The Nobel Prize in physics, has for the first time been awarded to three scientists, for their work in climate change. The winners this year are Syukuro Manabe from Princeton University, Klaus Hasselmann from the Max Planck Institute for Meteorology in Germany, and Giorgio Parisi from the Sapienza University of Rome. They were awarded “for groundbreaking contributions to our understanding of complex systems”.
One half of the award will go to Manabe and Hasselmann “for the physical modelling of Earth’s climate, quantifying variability and reliability predicting global warming”, while Parisi gets the other half for the discovery of “the interplay of disorder and fluctuations in physical systems from atomic to planetary scales”.
“The discoveries being recognised this year demonstrate that our knowledge about the climate rests on a solid scientific foundation, based on a rigorous analysis of observations. This year’s Laureates have all contributed to us gaining deeper insight into the properties and evolution of complex physical systems,” said Thors Hans Hansson, chair of the Nobel Committee for Physics.
Manabe’s work dates back to the 1960s, when he developed a computer model to demonstrate how increased carbon dioxide levels have affected the temperatures on the surface of the Earth. He was the first person to “explore the interaction between radiation balance and the vertical transport of air masses”, laying the foundation for our current climate models.
About 10 years after Manabe’s discovery, Hasselmann created a model linking weather and climate, showing why climate models are reliable “despite weather being changeable and chaotic”. “He also developed methods for identifying specific signals, fingerprints, that both natural phenomena and human activities imprint in the climate. His methods have been used to prove that the increased temperature in the atmosphere is due to human emissions of carbon dioxide,” a press release from the Nobel Committee said.
Lastly, Parisi discovered hidden patterns in “disordered complex materials”. The committee said that Parisi’s discovery is amongst the “most important contributions” to the theory of complex systems. “They make it possible to understand and describe many different and apparently entirely random materials and phenomena, not only in physics but also in other, very different areas, such as mathematics, biology, neuroscience and machine learning,” the statement said.

Data block
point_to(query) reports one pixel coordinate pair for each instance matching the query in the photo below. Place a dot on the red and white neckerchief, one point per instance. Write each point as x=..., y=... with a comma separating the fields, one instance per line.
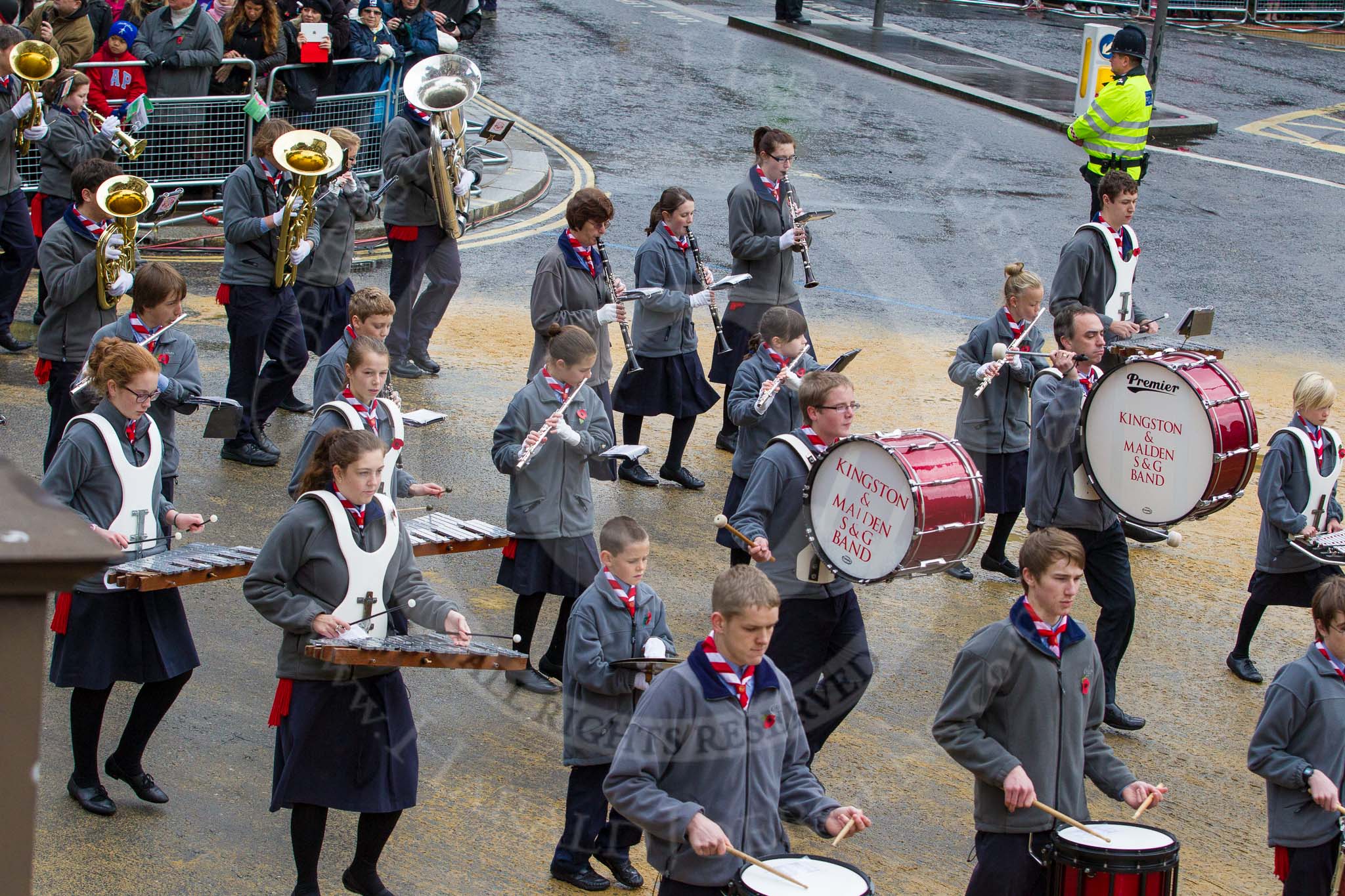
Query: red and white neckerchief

Exercise tasks
1 – Write out the passage of the Nobel physics article starting with "One half of" and going on through "Committee for Physics.".
2 – According to the Nobel physics article, who chairs the Nobel Committee for Physics?
The listing comes from a separate source, not from the Nobel physics article.

Per-task answers
1 –
One half of the award will go to Manabe and Hasselmann “for the physical modelling of Earth’s climate, quantifying variability and reliability predicting global warming”, while Parisi gets the other half for the discovery of “the interplay of disorder and fluctuations in physical systems from atomic to planetary scales”.
“The discoveries being recognised this year demonstrate that our knowledge about the climate rests on a solid scientific foundation, based on a rigorous analysis of observations. This year’s Laureates have all contributed to us gaining deeper insight into the properties and evolution of complex physical systems,” said Thors Hans Hansson, chair of the Nobel Committee for Physics.

2 – Thors Hans Hansson